— start —
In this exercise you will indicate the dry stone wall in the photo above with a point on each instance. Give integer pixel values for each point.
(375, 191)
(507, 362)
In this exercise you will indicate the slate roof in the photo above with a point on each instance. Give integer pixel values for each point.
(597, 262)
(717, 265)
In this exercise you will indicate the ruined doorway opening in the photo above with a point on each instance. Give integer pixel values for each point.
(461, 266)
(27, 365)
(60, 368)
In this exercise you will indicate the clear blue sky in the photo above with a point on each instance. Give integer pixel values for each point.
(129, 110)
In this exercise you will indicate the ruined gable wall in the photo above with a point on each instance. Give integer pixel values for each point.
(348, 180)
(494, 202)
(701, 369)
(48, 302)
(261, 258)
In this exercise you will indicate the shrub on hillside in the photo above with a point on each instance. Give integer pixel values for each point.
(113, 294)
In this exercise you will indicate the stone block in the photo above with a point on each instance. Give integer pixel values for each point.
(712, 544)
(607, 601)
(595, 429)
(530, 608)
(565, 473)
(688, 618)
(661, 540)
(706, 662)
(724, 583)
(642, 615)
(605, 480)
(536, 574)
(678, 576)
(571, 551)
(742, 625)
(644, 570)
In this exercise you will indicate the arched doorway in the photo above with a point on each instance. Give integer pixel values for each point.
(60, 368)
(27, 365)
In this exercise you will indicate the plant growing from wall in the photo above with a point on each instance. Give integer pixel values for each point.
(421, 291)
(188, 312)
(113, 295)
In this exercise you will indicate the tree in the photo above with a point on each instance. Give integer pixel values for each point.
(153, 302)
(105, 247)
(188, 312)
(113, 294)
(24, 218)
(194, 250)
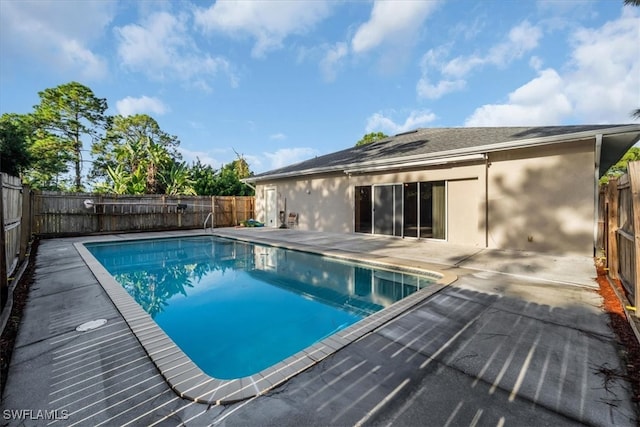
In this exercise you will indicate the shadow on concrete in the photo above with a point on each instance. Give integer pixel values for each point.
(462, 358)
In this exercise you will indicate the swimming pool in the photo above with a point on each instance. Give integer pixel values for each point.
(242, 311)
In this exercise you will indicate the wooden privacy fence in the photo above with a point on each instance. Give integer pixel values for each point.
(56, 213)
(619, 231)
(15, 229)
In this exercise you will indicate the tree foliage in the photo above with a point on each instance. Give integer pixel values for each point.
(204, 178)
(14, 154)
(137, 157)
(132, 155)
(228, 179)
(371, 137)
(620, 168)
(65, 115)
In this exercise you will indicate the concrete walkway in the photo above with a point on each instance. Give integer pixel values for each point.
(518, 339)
— end —
— start —
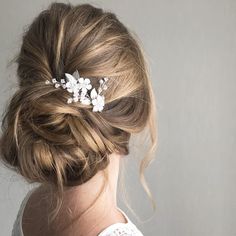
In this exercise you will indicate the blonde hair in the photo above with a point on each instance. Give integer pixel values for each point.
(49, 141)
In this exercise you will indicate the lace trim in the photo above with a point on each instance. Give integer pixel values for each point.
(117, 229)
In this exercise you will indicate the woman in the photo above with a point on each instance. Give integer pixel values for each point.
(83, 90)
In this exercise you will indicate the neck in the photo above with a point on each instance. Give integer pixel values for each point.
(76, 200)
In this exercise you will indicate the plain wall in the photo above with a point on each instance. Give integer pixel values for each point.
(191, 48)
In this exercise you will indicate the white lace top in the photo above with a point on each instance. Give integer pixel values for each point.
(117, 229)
— end —
**OBJECTIVE:**
Copy out each line of the rows above that contains the string "doorway", matching case exactly.

**COMPLETE OUTPUT:**
In this exercise you will indicate the ruined doorway opening in the photo above with a point on each instance. Give integer pixel values for each point.
In this exercise you will indicate the arched doorway in the photo above with a point on each instance. Give integer pixel values for each point.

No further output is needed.